### Stated goal
Could you carry on the speech about sedition and free speech, picking up right after its last sentence?

━━━ Passage shown

UWS Symposium: Sedition, free speech and the war on terror

Prof David Weisbrot AM, President, Australian Law Reform Commission, 20 March 2007

Free speech or ‘sedition’?  Prohibitions on encouraging violence


In its November 2005 package of anti-terrorism laws, the Government introduced a set of five ‘modernised sedition offences’, including: 

  1. three offences that prohibit ‘urging others to use force of violence’
    • to overthrow the Constitution or governmental authority; 
    • to interfere with lawful parliamentary elections; or 
    • to set one group in the community (distinguished by race, religion, nationality or political opinion )against another group; and
  2. two offences that prohibit ‘assisting’ an enemy at war with Australia, or an entity engaged in armed hostilities against the Australian Defence Force (ADF)

Although the five offences are grouped under the heading ‘Sedition’ in the Criminal Code, they shift the focus away from ‘mere speech’ towards ‘urging’ other persons to use ‘force or violence’ in specified contexts—which arguably is closer conceptually to criminal incitement or riot than to common law sedition.  The prohibition on urging inter-group violence also represents a move away from the protection of governmental authority to the protection of vulnerable groups in the community.

━━━━━━
━━━ Records

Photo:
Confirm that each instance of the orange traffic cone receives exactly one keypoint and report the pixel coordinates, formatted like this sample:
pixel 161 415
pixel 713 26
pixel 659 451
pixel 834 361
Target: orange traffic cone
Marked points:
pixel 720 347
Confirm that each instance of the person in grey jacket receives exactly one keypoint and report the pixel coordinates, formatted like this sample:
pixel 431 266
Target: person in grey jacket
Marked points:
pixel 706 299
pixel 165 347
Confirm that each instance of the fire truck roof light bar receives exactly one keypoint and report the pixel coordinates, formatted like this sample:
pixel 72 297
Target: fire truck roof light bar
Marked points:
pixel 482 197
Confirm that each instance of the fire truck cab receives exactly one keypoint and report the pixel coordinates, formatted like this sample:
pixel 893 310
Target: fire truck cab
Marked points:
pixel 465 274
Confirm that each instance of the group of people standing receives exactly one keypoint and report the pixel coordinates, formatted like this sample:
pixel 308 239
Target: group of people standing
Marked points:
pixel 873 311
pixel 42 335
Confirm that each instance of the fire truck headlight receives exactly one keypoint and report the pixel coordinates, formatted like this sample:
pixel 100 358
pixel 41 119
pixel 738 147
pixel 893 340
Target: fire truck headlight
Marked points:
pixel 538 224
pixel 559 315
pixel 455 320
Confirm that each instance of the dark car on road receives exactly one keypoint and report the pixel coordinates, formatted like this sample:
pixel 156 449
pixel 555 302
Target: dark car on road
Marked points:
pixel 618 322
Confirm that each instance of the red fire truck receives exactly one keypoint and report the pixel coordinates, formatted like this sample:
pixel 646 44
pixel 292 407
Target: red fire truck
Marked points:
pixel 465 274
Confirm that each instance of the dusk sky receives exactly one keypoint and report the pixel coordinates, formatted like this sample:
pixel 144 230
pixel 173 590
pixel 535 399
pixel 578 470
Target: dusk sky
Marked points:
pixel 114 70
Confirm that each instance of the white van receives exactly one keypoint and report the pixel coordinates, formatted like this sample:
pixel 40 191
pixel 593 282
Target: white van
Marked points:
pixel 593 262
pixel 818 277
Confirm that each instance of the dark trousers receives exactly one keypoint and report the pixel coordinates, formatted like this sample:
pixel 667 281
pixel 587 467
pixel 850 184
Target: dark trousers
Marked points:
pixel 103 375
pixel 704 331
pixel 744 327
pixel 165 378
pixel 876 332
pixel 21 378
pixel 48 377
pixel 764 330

━━━━━━

### Exercise result
The Anti-Terrorism Bill (No 2) 2005 was referred to the Senate Legal and Constitutional Legislation Committee (the Senate Committee), which held three days of public hearings and received about 300 written submissions—almost all of them opposed to the legislation (with the notable but unsurprising exceptions of the Commonwealth Attorney-General’s Department, the Commonwealth Director of Public Prosecutions and the Australian Federal Police).  Most of the concerns about the new sedition offences involved the potential for the law to over-reach, and to inhibit free speech and free association.

Ultimately, the Senate Committee recommended that Schedule 7, which contained the sedition offences, ‘be removed from the bill in its entirety’ and referred to the Australian Law Reform Commission (ALRC) for public inquiry.  Failing that, the Senate Committee also recommended a number of amendments (most of which were taken up by the Government).

The Government chose to pass the legislation in December 2005—with only Green and Australian Democrat Senators voting against—but Attorney-General Philip Ruddock promised an independent review of the controversial sedition laws, and on 1 March 2006 issued formal Terms of Reference for an ALRC inquiry into whether the news laws ‘effectively address the problem of urging the use of force or violence’.

The central questions for the ALRC inquiry were whether the new offences: (a) are well articulated, as a matter of criminal law; and (b) strike an acceptable balance in a tolerant, democratic society.


Sedition law has its roots in the suppression of political dissent, prohibiting criticism (‘seditious libel’) that would ‘bring into hatred or contempt, or to excite disaffection against the person of His Majesty, his heirs or successors, or the government or constitution … or the administration of justice’, or ‘to raise discontent or disaffection among His Majesty’s subjects, or to promote feelings of ill-will and hostility between different classes’.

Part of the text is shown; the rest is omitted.